══ STORED DATA ══

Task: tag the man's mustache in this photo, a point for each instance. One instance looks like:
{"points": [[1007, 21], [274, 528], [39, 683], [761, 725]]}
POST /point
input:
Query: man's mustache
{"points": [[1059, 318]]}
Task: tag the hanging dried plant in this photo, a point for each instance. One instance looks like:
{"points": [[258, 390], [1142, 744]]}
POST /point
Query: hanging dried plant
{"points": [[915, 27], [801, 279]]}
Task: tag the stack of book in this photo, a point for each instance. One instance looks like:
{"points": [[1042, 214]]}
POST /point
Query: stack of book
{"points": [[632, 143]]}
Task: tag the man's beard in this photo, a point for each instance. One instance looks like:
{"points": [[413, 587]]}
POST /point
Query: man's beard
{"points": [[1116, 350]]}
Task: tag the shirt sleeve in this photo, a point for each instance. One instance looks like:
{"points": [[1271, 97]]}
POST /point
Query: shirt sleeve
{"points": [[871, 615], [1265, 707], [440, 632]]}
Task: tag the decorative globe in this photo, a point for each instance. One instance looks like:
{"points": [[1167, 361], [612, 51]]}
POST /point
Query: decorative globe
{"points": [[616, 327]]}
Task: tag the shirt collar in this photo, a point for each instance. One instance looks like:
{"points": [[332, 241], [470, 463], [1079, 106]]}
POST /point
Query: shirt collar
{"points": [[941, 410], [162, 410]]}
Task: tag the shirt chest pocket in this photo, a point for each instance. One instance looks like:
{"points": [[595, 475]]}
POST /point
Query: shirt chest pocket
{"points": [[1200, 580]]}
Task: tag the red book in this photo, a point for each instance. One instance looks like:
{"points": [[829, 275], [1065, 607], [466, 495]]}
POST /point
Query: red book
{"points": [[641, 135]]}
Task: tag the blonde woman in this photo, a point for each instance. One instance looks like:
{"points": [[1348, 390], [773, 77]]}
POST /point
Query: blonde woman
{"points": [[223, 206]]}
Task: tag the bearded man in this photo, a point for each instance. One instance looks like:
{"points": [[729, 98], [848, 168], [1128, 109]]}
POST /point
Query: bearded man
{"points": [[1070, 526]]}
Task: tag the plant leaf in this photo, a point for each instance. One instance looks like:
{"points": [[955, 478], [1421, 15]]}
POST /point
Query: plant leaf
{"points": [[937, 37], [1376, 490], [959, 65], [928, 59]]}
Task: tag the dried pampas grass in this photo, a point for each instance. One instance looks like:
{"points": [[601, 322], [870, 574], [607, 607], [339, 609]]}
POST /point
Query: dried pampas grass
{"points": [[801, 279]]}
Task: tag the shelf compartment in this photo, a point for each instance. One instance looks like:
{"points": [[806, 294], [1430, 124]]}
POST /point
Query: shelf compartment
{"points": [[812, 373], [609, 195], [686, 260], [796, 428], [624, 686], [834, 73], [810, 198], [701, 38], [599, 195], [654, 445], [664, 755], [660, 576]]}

═══

* **WRITTEN EXERCISE**: Copy all of the lines above, substituting "jacket" for every occurrence of "shirt" and changing nothing else.

* **REPLY TO THE EXERCISE**:
Task: tag the man's mustache in this photo, a point for each instance. One instance looks like:
{"points": [[1007, 21], [274, 528], [39, 683], [761, 725]]}
POST /point
input:
Query: man's mustache
{"points": [[1059, 318]]}
Task: tag the hanging dried plant in this photo, a point for each instance. One instance looks like:
{"points": [[258, 390], [1142, 744]]}
POST /point
Query: hanging dried plant
{"points": [[915, 27], [801, 279]]}
Task: tag the stack of book in this photo, a point for each instance. One instance looks like:
{"points": [[1042, 214]]}
POST /point
Query: stack of book
{"points": [[632, 143]]}
Task: tag the man's beard in this photo, a point for each instance. One instance looks like:
{"points": [[413, 587]]}
POST /point
Query: man's beard
{"points": [[1116, 350]]}
Task: tag the jacket sleeve in this photo, a point for each instance. One instance looks like:
{"points": [[1271, 97]]}
POST /point
Query: jacket sleeve
{"points": [[871, 615], [1265, 707], [440, 632]]}
Task: tag the decorative globe in this photo, a point for each instance. One instance looks like:
{"points": [[1167, 361], [612, 51]]}
POST /point
Query: decorative globe
{"points": [[616, 327]]}
Task: tag the jacket collar in this photo, a point for each instance. One instance looks like:
{"points": [[332, 241], [470, 463], [1079, 106]]}
POST /point
Query: jacket collar
{"points": [[941, 410], [162, 410]]}
Task: tag the jacket chest pocket in this photo, a point for each instance. One instance looks like:
{"points": [[595, 475]]}
POST /point
Query: jacket chest pocket
{"points": [[1200, 580]]}
Task: tag the red book in this photo, a point for each instance. One instance looks like:
{"points": [[829, 275], [1065, 607], [466, 495]]}
POST /point
Query: red book
{"points": [[641, 135]]}
Task: tag the blonde woman in this photo, a point for each instance. One instance looks like:
{"points": [[1348, 390], [773, 77]]}
POST /point
Query: blonde woman
{"points": [[223, 206]]}
Task: tag the bearded man in this photo, a point for each instance. One instance looks like:
{"points": [[729, 98], [848, 168], [1128, 109]]}
POST /point
Query: bearded man
{"points": [[1070, 526]]}
Task: tag the plant leaf in this photo, a point for each instance. One instance looks like:
{"points": [[955, 478], [1421, 15]]}
POST /point
Query: plant leaf
{"points": [[937, 37], [1376, 490], [959, 65], [928, 59]]}
Task: tag the dried pampas grass in this photo, a point for each instance. One instance looks like:
{"points": [[601, 322], [870, 574], [607, 607], [339, 609]]}
POST /point
Query: dried pampas grass
{"points": [[801, 279]]}
Task: tag the shelf compartment in this photo, a point for each instance. One instance looks like:
{"points": [[806, 294], [1430, 124]]}
POST /point
Query: shelf compartment
{"points": [[812, 373], [609, 195], [686, 260], [796, 428], [624, 686], [834, 73], [810, 198], [701, 38], [599, 195], [654, 445], [664, 755], [660, 576]]}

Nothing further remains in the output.